Jobs
1: In the Cine EI discussion, rewrite everything from "Speaking of that, I" down to "to the fire.", swapping "advice" for "guidance".
2: Continue the Cine EI discussion from its last sentence.

***** Page text

Speaking of that, I was a late comer to this trainwreck of a thread, so I decided to go back to the first post to see what it was supposed to be about. On his first post, jonpais recommends an article that supposedly explains why CINE EI is such a big deal. https://www.gen.media/in-focus/benefits-of-cine-ei Unfortunately, this article does just the opposite. It was clearly written by someone who has no understanding of S-LOG or how to expose for it. Anyone who's exposure advice revolves around judging by how the picture looks on a monitor/EVF can be written off as a fool. Nothing more needs to be known. The blind leading the blind. I don't mind when someone is ignorant about something because we all start there -- but when an ignorant person starts giving advice, that is when they are doing real harm to others. And when someone re-posts bad advice, they are adding fuel to the fire.
 
It doesn’t appear to be getting the attention it deserves, but Sony’s firmware update 2.00 for the FX3, their popular entry-level cinema camera, just rendered the a7s III obsolete. In an effort to better integrate the the FX3 with the rest of their cinema lineup that includes the FX6, FX9 and Sony Venice cameras, new log settings and timecode support have been introduced, owners can at last bid farewell to S-Log2 and users can now load custom LUTs. Of particular interest to us are the new Cine EI/Cine EI Quick modes that more fully exploit the wide dynamic range of S-Log3, though it will doubtless take some time before filmmakers accustomed to shooting under poor lighting conditions and cranking up the ISO learn to appreciate it. Not even Katie Eleneke, the hurried presenter in the Sony video, gives two ****s about Cine EI. To learn why Cine EI is such a big deal, check out this article.

**********
***** Raw data

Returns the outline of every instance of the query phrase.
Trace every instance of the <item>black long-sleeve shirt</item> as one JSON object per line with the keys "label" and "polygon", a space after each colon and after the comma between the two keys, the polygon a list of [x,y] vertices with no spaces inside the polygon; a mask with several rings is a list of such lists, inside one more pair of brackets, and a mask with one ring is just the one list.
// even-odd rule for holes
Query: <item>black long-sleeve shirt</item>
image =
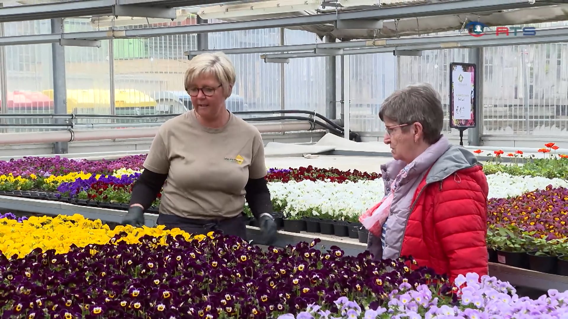
{"label": "black long-sleeve shirt", "polygon": [[[145,169],[132,187],[130,204],[140,204],[147,209],[156,199],[168,178],[167,174],[159,174]],[[272,212],[270,192],[264,178],[249,179],[245,186],[245,198],[254,217]]]}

**********

Written responses
1:
Speaking of that, I was a late comer to this trainwreck of a thread, so I decided to go back to the first post to see what it was supposed to be about. On his first post, jonpais recommends an article that supposedly explains why CINE EI is such a big deal. https://www.gen.media/in-focus/benefits-of-cine-ei Unfortunately, this article does just the opposite. It was clearly written by someone who has no understanding of S-LOG or how to expose for it. Anyone who's exposure guidance revolves around judging by how the picture looks on a monitor/EVF can be written off as a fool. Nothing more needs to be known. The blind leading the blind. I don't mind when someone is ignorant about something because we all start there -- but when an ignorant person starts giving guidance, that is when they are doing real harm to others. And when someone re-posts bad guidance, they are adding fuel to the fire.

2:
This is great news! Thanks for sharing.
 
Speaking of that, I was a late comer to this trainwreck of a thread, so I decided to go back to the first post to see what it was supposed to be about. On his first post, jonpais recommends an article that supposedly explains why CINE EI is such a big deal. https://www.gen.media/in-focus/benefits-of-cine-ei Unfortunately, this article does just the opposite. It was clearly written by someone who has no understanding of S-LOG or how to expose for it. Anyone who's exposure advice revolves around judging by how the picture looks on a monitor/EVF can be written off as a fool. Nothing more needs to be known. The blind leading the blind. I don't mind when someone is ignorant about something because we all start there -- but when an ignorant person starts giving advice, that is when they are doing real harm to others. And when someone re-posts bad advice, they are adding fuel to the fire.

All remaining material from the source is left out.